__Aim__
Continue the tutorial on converting address training data for spaCy from the point where its text ends, keeping it separate from the data that follows.

__Source excerpt__
* Begin *

First we need code for reading raw training data into a `pandas` `DataFrame`

In [1]:
import pandas as pd

def read_DataFrame_from_file(filename: str, numberOfRows: int = None):
    return pd.read_excel(filename, nrows = numberOfRows, keep_default_na=False)

It is now possible to read the data and inspect it's format:

In [2]:
DATA_INPUT_FILENAME = 'training_data.xlsx'

raw_data: pd.DataFrame = read_DataFrame_from_file(DATA_INPUT_FILENAME, 10)
raw_data.head(3)

Unnamed: 0,person_id,person_name,person_address,cln1,cln2,cln3,person_ctry_code,cnt,chr_len,chr_len_label,...,street,nr,area,postal,city,region,country,unclear,status,label
0,3540,PURAC Biochem BV,"Arkelsedijk 46,4206 AC Gorinchem",Arkelsedijk 46 4206 AC Gorinchem,46 4206,46,NL,1,32,2,...,Arkelsedijk,46,,4206 AC,Gorinchem,,,,,1
1,28753,"Tinti, Maria Ornella",SIGMA-TAU Industrie Farmaceutiche Riunite S.p....,SIGMA-TAU Industrie Farmaceutiche Riunite S.p....,30 400 00040,30,IT,1,86,1,...,Via Pontina,km 30,,400 00040,Pomezia,,,,,1
2,35108,"Isobe, Shin-ichi, c/o Int. Prop. Dpt., NTT DoC...","Sanno Park Tower, 11-1, Nagatacho 2-chome,Chiy...",Sanno Park Tower 11-1 Nagatacho 2-chome Chiyod...,111 2,11-,JP,1,59,1,...,Nagatacho 2-chome 11-1,,Chiyoda-ku,,Tokyo,,,,,1


The following code can be used to transform the `DataFrame` into a format supported by `spaCy`:


First we transform the data frame into an array of of objects, where values are column values of each row using `DataFrame.to_dict('records')`. Function `map_to_training_entry` maps each object into a `tuple` of address and an object containing entity list. Finally, `get_entity_list` maps location of each entity in the address.

* End *

__Data section__
* Begin *

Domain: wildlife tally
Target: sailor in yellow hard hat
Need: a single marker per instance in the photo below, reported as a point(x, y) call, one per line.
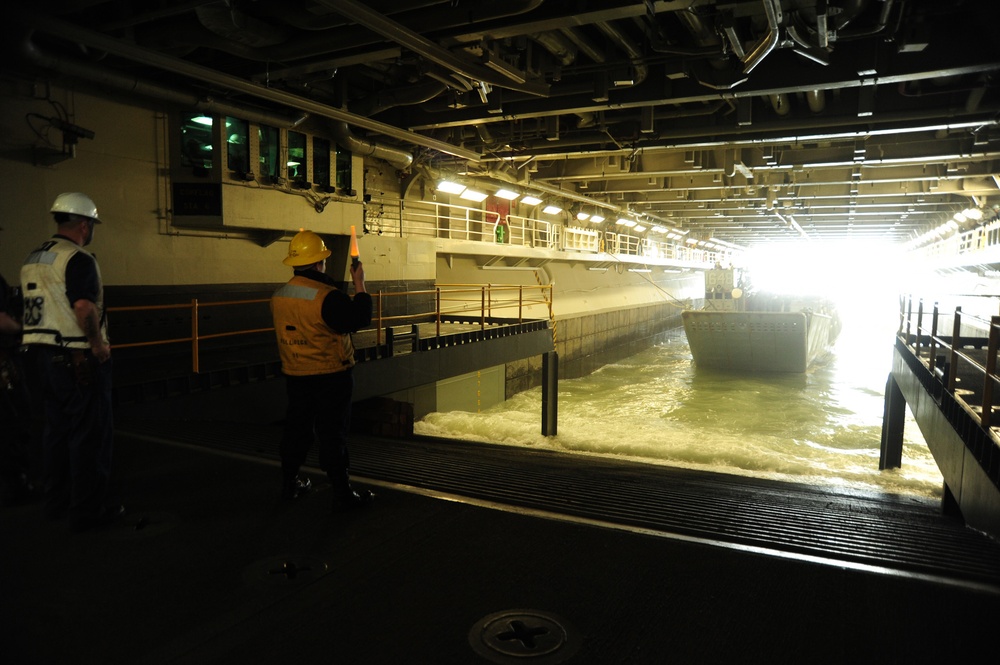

* End *

__Result for this task__
In [3]:
import re
import json

TOKEN_TYPES: set = {'co', 'building', 'street', 'nr', 'area', 'postal', 'city', 'region', 'country'}

def get_entity_list(entry: dict, address: str):
    entities: list = []
    present_tokens = filter(lambda item: item[0] in TOKEN_TYPES and item[1] and str(item[1]).strip(), entry.items())

    for item in present_tokens:
        token_value = str(item[1]).strip()
        match = re.search(re.escape(token_value), address)
        if match:
            span = match.span()
            entities.append((span[0], span[1], item[0]))
        else:
            # Try and resolve multiple tokens separated by ';'
            split_items = map(lambda token: token.strip(), token_value.split(';'))
            for token in split_items:
                split_match = re.search(re.escape(token), address)
                if split_match:
                    span = split_match.span()
                    entities.append((span[0], span[1], item[0]))
                else:
                    print('WARNING: could not find token "{}" in address "{}"'.format(token, address))
    
    return entities

def map_to_training_entry(entry: dict):
    address = entry['person_address']
    return (address, {
        'entities': get_entity_list(entry, address)
    })

train_data = list(
    map(map_to_training_entry, raw_data.to_dict('records'))
)

print("---- TRAINING DATA EXAMPLE ----")
print(train_data[0])

---- TRAINING DATA EXAMPLE ----
('Arkelsedijk 46,4206 AC Gorinchem', {'entities': [(0, 11, 'street'), (12, 14, 'nr'), (15, 22, 'postal'), (23, 32, 'city')]})


There are some entities for which there are warning about entities that were not found in the address string. We will discuss these problems later.

## Training the model
First we create a blank english `spaCy` model instance and add a `NER` pipeline into it. Address tokens also need to be added as labels to the pipeline.

In [4]:
import spacy 

nlp = spacy.blank('en')
ner = nlp.create_pipe('ner')
nlp.add_pipe(ner)

for token in TOKEN_TYPES:
    ner.add_label(token)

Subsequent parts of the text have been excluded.